> **Entries provided**
┄┄┄┄┄┄┄┄┄┄

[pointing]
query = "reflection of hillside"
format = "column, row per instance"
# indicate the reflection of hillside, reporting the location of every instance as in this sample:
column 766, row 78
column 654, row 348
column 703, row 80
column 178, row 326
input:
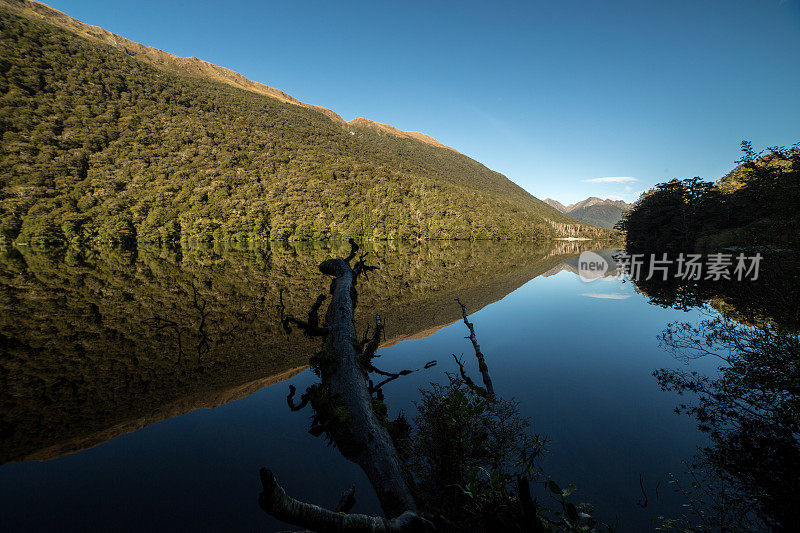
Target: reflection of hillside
column 571, row 264
column 83, row 360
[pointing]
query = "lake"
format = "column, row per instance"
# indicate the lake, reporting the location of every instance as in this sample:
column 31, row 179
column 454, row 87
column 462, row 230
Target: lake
column 120, row 412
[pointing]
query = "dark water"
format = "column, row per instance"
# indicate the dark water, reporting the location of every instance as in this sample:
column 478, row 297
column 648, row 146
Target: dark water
column 118, row 414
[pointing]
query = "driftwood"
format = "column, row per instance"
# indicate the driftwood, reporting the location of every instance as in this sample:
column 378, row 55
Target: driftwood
column 276, row 502
column 488, row 388
column 343, row 365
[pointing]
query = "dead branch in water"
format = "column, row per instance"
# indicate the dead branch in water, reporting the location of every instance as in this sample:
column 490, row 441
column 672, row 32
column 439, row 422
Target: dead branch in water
column 487, row 380
column 344, row 409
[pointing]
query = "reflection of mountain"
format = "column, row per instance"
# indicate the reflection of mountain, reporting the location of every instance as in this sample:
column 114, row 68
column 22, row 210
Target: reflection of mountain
column 571, row 264
column 98, row 343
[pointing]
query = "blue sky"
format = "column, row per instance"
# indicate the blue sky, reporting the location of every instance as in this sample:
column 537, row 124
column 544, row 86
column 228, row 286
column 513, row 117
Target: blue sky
column 550, row 93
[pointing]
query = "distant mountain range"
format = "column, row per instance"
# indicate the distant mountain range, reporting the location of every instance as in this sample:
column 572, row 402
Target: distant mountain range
column 110, row 141
column 593, row 210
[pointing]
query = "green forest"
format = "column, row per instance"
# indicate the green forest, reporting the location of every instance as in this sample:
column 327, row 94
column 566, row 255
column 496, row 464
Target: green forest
column 100, row 147
column 754, row 205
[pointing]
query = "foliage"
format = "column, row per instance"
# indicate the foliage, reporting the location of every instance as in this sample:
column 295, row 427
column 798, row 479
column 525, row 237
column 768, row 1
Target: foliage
column 751, row 412
column 756, row 204
column 98, row 146
column 469, row 452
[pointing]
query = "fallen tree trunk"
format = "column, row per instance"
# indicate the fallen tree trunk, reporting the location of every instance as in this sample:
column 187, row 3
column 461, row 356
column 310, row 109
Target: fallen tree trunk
column 276, row 502
column 345, row 409
column 369, row 443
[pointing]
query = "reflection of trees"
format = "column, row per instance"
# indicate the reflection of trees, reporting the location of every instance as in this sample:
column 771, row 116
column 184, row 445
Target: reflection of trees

┄┄┄┄┄┄┄┄┄┄

> **Short problem**
Rewrite all the rows above, changing every "indicate" to "mark" and keeping everything else the same. Leave the pictures out of your answer.

> **Output of the task**
[pointing]
query = "reflection of hillside"
format = "column, row per instance"
# mark the reflection of hillside, reporting the location of every instance as in this sample:
column 766, row 78
column 654, row 348
column 703, row 80
column 178, row 326
input:
Target: reflection of hillside
column 571, row 264
column 83, row 360
[pointing]
query = "lake"
format = "column, row per instance"
# mark the lake, reporting the location of every instance as in this sample:
column 31, row 179
column 454, row 87
column 462, row 230
Target: lake
column 120, row 412
[pointing]
query = "dark water"
format = "column, row per instance"
# mark the dark water, reporting the location of every instance as in this sample:
column 478, row 297
column 648, row 146
Target: dark water
column 118, row 414
[pointing]
query = "driftwood"
format = "column, row per instance"
# mark the driftwood, reporting the location of every instance as in this sample:
column 378, row 55
Target: driftwood
column 276, row 502
column 488, row 388
column 343, row 365
[pointing]
query = "dead branch in water"
format = "column, row per instance"
# mark the dead branch in water, reporting the location of every instance as in this sample:
column 490, row 441
column 672, row 32
column 439, row 422
Target: dead branch in water
column 487, row 380
column 344, row 409
[pointing]
query = "reflection of mountain"
format = "column, row per instance"
# mark the reflection of mountain, reporting the location of every instance as in this sample:
column 114, row 68
column 22, row 210
Target: reflection of mountain
column 571, row 264
column 98, row 343
[pointing]
query = "blue sky"
format = "column, row per instance"
# mark the blue sky, reporting the location of every instance as in this sample:
column 537, row 124
column 544, row 86
column 228, row 286
column 513, row 117
Target: blue sky
column 550, row 93
[pointing]
query = "distant mountain range"
format = "column, row per instance"
# mark the distant mountain range, reporting the location of every instance as in this sample:
column 572, row 402
Target: distant mountain range
column 110, row 141
column 593, row 210
[pointing]
query = "green forest"
format = "column, row per instance"
# mark the green forest, reporting the location of every instance as in this sample:
column 327, row 94
column 566, row 255
column 496, row 464
Target: green forest
column 100, row 147
column 754, row 205
[pointing]
query = "foliage"
format = "column, row per instance"
# mark the foliage, reporting the location of every instance as in this sample:
column 295, row 427
column 798, row 479
column 525, row 237
column 768, row 1
Target: foliage
column 751, row 412
column 756, row 204
column 98, row 146
column 469, row 452
[pointing]
query = "fallen tree trunk"
format = "column, row per instance"
# mark the fallen tree trunk, reporting the location of every instance as in this sample:
column 187, row 3
column 461, row 356
column 310, row 109
Target: fallen tree trunk
column 276, row 502
column 345, row 409
column 369, row 443
[pointing]
query = "reflection of trees"
format = "column, row per instance"
# mark the reflection of trees, reporting the location of every instance as in this sample:
column 771, row 116
column 184, row 445
Target: reflection of trees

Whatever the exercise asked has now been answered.